(PROBLEM REQUIREMENTS): From the records below, count the lines holding the string "tile". Only the number is wanted.

(RECORD SET):
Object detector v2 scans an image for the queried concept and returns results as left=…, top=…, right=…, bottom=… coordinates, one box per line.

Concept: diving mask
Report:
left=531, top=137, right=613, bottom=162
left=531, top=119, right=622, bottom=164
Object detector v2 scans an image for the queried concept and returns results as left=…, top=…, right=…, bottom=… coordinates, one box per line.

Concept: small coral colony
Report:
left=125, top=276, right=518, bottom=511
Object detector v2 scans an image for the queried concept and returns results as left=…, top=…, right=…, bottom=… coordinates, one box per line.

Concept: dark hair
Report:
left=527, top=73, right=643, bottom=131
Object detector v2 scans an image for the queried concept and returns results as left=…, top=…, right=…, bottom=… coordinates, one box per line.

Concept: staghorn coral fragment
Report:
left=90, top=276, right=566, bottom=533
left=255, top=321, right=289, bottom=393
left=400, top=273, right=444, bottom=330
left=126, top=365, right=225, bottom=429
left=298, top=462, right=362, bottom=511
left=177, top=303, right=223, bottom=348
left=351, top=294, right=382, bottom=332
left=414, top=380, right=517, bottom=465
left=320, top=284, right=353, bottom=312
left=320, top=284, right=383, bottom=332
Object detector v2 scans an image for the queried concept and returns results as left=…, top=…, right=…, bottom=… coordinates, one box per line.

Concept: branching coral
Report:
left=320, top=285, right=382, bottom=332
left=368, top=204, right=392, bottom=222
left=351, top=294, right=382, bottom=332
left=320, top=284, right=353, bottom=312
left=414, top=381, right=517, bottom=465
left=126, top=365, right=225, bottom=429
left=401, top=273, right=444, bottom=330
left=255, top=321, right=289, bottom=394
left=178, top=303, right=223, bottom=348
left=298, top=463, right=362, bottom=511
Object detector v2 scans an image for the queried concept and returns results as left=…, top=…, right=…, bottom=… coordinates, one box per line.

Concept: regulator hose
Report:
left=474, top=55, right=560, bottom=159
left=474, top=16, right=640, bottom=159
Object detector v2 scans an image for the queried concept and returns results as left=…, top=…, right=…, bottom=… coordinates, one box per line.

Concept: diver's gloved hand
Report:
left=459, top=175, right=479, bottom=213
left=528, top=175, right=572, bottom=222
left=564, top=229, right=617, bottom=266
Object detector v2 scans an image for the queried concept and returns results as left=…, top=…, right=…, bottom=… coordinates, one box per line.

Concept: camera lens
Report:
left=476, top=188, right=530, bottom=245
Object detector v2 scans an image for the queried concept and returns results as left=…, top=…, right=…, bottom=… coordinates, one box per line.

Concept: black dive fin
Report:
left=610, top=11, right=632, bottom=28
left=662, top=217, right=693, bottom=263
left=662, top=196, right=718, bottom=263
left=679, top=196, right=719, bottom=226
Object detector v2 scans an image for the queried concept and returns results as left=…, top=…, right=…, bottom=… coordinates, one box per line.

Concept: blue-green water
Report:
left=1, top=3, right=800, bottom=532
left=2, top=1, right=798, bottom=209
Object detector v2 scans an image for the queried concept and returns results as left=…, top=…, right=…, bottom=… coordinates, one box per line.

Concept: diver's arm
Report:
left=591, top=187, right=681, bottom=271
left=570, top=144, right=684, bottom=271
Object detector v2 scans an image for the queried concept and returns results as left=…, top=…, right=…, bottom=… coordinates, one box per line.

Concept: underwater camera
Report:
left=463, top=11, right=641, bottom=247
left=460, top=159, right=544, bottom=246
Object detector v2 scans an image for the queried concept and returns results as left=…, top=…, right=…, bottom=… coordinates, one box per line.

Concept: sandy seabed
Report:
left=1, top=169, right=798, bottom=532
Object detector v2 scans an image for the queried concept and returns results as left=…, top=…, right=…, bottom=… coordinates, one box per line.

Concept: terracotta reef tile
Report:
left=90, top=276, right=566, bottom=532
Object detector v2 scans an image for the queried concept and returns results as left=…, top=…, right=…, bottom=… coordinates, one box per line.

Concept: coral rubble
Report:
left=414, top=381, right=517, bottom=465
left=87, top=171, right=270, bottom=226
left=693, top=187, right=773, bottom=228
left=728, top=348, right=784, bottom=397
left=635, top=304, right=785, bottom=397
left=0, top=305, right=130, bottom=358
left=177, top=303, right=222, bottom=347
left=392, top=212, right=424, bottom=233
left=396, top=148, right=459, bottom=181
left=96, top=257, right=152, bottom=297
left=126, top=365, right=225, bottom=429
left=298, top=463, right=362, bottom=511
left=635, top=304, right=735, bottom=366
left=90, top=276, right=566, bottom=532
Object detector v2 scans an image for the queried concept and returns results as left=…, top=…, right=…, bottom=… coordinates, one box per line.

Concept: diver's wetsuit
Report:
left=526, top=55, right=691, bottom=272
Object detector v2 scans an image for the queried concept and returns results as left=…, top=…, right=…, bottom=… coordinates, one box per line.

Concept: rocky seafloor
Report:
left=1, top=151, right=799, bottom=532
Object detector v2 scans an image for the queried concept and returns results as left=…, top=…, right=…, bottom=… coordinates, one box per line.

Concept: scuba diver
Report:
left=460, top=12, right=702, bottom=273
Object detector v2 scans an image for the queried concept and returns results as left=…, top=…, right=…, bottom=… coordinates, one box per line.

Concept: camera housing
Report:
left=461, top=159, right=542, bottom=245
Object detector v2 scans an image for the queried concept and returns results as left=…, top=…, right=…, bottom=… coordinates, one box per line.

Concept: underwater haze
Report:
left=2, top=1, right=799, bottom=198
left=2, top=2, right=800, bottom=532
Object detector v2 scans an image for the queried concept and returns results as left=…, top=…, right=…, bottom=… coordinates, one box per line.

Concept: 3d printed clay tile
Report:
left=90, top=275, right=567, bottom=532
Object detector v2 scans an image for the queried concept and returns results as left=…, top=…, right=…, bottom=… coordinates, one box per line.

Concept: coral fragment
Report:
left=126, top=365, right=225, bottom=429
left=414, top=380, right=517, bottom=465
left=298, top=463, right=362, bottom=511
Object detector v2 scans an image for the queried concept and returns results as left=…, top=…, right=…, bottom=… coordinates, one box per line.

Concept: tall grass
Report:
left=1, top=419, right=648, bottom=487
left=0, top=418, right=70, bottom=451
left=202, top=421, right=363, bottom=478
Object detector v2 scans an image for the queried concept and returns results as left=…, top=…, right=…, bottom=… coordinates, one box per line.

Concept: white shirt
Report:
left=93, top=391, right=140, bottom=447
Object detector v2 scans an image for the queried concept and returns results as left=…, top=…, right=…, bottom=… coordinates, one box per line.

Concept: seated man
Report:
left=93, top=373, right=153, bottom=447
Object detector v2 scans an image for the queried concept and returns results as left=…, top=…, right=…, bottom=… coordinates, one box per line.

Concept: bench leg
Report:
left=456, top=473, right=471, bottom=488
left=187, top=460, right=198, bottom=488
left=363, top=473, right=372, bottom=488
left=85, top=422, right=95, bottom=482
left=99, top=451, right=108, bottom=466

---

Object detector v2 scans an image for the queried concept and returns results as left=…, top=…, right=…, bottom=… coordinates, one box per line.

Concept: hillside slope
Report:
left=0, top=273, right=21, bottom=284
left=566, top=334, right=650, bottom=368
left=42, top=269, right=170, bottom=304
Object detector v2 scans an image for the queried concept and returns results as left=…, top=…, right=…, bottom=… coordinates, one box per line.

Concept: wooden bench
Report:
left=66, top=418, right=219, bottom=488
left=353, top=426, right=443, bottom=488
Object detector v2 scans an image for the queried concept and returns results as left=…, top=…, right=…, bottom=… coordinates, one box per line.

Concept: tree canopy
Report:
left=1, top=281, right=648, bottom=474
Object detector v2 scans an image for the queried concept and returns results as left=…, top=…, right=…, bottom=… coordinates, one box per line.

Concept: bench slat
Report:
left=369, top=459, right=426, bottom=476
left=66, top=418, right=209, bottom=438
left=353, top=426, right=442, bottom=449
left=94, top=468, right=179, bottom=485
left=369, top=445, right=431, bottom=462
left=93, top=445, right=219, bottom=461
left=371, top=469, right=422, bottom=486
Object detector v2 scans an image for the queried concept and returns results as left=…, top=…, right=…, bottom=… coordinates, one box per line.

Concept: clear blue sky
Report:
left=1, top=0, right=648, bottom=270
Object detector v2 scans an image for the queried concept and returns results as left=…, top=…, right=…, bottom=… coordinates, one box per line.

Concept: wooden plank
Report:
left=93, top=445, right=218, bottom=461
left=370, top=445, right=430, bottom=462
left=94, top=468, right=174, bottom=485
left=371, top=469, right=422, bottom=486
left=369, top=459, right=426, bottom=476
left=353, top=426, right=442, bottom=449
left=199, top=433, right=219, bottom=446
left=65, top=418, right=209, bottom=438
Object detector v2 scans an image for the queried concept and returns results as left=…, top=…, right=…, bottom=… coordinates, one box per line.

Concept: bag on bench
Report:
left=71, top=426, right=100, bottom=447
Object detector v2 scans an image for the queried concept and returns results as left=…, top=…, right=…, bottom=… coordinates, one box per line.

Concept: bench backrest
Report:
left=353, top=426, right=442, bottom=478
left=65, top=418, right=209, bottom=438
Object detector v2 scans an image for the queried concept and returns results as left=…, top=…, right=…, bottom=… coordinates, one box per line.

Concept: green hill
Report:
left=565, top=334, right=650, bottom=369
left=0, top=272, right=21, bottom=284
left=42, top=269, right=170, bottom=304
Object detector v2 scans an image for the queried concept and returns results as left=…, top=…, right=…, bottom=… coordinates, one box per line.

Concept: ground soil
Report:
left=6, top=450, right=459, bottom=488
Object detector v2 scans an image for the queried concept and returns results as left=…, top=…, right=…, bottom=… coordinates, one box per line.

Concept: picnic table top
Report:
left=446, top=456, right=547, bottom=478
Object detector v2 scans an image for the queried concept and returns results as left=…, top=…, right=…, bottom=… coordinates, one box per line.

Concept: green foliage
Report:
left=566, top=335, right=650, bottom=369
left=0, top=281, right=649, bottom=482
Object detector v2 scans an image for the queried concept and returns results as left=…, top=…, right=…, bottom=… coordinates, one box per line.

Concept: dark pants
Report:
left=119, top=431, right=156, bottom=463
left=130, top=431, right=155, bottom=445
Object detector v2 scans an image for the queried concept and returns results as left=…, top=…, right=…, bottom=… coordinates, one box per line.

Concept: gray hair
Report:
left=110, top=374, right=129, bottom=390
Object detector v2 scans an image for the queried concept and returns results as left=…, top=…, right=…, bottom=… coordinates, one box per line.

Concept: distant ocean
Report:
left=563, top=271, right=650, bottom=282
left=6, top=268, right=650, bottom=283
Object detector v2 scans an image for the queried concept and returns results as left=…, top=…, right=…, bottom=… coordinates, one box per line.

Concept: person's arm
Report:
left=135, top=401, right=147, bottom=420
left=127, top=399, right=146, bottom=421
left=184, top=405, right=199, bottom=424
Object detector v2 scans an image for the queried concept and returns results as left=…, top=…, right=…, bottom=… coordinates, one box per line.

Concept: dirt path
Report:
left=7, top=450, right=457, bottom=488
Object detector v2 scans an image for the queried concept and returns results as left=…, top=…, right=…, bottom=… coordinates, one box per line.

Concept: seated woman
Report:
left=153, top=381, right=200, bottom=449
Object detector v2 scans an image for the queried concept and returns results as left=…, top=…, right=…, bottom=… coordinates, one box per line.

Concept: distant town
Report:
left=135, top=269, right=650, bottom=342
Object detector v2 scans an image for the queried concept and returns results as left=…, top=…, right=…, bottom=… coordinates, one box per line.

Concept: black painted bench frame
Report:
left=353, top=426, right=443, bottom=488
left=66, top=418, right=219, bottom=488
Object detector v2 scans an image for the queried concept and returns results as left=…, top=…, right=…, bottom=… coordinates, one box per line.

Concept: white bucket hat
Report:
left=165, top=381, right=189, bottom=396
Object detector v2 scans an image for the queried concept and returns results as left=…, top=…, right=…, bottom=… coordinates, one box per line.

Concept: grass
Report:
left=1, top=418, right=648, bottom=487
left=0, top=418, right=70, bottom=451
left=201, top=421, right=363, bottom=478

==

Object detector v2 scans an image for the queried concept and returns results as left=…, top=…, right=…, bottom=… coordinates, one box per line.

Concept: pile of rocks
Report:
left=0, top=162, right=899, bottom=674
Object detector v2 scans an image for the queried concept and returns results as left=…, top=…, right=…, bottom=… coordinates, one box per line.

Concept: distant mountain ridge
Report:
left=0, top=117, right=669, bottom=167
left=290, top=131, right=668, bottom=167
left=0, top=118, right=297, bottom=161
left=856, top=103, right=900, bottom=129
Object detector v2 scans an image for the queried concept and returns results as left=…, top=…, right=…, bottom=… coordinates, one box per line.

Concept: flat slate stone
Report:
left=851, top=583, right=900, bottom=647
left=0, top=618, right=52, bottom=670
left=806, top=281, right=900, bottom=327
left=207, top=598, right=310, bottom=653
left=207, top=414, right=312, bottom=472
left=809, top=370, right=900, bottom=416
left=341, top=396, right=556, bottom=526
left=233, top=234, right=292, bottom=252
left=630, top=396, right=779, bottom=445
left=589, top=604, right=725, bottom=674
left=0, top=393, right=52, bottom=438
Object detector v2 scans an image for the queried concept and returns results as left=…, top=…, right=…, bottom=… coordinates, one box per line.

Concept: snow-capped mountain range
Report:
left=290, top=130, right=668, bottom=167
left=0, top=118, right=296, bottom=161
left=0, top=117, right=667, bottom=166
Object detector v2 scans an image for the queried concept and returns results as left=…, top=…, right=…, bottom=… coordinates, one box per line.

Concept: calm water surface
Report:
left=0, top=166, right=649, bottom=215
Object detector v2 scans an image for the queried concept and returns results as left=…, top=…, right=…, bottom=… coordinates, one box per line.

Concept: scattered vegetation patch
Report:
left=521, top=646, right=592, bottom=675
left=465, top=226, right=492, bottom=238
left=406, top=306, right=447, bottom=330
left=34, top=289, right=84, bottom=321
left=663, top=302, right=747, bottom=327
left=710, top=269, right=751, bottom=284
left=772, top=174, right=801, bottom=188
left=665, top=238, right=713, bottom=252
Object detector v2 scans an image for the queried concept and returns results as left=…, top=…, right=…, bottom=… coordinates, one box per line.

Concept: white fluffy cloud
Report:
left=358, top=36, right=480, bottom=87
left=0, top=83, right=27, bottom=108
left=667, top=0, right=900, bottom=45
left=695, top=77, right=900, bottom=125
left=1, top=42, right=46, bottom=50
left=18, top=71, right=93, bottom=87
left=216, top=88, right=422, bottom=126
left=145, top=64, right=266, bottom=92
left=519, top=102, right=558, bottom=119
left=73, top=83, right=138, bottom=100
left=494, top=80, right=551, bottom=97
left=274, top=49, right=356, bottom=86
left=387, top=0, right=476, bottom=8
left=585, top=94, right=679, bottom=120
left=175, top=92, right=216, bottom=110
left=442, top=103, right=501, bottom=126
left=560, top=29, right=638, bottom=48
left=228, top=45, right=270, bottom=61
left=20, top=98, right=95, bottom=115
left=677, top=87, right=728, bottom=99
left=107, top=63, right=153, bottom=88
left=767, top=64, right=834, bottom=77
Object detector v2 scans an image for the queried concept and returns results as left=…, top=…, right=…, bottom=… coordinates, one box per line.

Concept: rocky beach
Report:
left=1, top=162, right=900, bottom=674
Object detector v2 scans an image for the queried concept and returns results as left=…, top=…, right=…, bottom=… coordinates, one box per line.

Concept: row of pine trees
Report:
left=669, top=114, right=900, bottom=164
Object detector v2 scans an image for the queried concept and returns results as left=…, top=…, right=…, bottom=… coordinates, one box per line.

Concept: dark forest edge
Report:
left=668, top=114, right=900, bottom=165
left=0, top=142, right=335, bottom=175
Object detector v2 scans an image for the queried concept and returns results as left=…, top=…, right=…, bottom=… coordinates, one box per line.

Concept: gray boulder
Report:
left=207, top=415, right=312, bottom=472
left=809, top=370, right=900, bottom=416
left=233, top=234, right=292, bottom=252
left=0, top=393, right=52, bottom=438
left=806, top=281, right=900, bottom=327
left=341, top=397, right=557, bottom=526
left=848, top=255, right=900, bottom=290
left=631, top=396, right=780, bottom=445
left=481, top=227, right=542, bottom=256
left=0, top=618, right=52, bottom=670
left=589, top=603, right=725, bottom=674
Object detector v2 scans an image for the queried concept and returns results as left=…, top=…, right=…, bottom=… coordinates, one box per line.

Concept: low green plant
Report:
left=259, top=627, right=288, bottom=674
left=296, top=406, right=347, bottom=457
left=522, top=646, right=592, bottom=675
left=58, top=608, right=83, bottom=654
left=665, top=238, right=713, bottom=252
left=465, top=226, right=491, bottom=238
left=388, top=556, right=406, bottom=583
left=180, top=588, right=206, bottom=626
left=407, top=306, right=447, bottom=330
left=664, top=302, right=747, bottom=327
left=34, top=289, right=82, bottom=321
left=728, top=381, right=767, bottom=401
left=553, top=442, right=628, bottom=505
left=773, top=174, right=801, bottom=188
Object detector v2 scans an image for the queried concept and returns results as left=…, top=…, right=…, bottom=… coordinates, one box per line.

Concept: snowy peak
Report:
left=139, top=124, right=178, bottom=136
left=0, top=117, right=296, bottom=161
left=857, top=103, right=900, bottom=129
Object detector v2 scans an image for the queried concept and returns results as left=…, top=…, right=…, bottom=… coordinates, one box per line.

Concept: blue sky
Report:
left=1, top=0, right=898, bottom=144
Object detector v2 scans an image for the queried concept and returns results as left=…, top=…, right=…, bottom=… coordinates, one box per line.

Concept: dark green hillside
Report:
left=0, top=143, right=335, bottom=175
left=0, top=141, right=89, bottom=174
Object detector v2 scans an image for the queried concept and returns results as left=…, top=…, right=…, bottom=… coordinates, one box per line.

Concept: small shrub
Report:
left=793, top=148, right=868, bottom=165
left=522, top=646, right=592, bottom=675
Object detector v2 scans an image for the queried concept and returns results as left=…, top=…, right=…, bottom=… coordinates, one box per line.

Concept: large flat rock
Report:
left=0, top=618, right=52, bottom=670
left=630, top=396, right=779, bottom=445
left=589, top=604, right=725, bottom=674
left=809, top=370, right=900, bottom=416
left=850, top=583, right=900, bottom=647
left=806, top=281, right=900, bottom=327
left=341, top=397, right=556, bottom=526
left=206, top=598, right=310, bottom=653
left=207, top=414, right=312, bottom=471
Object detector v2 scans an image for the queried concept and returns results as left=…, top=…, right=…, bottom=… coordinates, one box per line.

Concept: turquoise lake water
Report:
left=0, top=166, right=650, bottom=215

(RESULT FOR THIS TASK): 2